◆ AIM OF THE TASK: Return each line in the material below that contains the string "rough".

◆ INPUT:
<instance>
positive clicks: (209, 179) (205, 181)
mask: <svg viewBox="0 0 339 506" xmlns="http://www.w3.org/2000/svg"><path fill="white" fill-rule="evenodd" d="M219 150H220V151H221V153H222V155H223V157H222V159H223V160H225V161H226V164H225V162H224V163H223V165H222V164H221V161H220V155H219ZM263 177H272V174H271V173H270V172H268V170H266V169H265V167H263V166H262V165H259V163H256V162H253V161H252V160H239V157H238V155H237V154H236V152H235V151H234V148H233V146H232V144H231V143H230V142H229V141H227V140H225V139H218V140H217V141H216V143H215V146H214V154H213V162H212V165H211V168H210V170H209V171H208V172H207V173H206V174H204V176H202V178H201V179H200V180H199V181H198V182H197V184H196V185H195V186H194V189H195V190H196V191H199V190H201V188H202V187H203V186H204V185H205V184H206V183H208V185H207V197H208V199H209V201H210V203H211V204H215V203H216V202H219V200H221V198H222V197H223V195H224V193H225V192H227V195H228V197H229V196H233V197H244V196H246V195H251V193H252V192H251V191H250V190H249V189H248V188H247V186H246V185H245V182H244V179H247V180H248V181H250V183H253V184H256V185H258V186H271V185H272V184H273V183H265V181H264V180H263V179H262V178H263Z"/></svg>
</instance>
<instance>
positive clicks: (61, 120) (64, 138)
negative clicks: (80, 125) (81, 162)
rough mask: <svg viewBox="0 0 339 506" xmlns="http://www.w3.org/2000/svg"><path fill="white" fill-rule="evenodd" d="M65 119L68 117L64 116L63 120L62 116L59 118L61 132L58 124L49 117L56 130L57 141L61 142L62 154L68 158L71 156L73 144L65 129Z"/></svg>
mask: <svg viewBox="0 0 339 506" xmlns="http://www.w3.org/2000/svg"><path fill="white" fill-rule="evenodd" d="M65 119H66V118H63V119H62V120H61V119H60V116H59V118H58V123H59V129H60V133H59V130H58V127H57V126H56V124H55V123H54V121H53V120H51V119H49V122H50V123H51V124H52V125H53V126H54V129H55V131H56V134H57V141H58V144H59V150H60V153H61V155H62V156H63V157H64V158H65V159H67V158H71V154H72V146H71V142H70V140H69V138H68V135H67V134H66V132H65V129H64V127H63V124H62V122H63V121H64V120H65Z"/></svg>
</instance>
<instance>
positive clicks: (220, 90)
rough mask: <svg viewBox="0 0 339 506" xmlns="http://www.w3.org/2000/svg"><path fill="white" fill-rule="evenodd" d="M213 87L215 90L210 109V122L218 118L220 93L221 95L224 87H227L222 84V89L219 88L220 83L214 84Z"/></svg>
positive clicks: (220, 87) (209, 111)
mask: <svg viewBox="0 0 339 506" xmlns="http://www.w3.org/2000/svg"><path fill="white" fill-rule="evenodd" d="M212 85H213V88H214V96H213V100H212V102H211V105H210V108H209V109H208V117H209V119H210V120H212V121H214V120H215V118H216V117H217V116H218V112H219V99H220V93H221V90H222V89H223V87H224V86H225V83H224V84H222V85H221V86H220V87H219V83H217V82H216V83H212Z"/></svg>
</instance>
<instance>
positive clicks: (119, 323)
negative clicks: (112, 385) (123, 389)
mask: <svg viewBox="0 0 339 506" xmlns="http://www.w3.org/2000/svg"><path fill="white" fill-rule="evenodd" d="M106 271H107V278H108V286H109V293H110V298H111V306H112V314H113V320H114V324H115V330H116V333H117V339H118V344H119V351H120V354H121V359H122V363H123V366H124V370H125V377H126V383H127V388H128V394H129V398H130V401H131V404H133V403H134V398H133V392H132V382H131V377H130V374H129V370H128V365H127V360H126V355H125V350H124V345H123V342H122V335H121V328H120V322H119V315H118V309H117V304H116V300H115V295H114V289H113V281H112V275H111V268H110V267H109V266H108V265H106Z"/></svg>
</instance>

◆ ANSWER FOR THIS EXERCISE:
rough mask: <svg viewBox="0 0 339 506" xmlns="http://www.w3.org/2000/svg"><path fill="white" fill-rule="evenodd" d="M65 119L68 117L64 116L63 120L62 116L59 118L61 132L58 124L49 117L56 130L57 141L61 142L62 154L68 158L71 156L73 144L65 129Z"/></svg>
rough mask: <svg viewBox="0 0 339 506" xmlns="http://www.w3.org/2000/svg"><path fill="white" fill-rule="evenodd" d="M213 87L215 90L210 109V122L218 118L220 93L221 95L224 87H227L222 84V89L219 88L220 83L214 84Z"/></svg>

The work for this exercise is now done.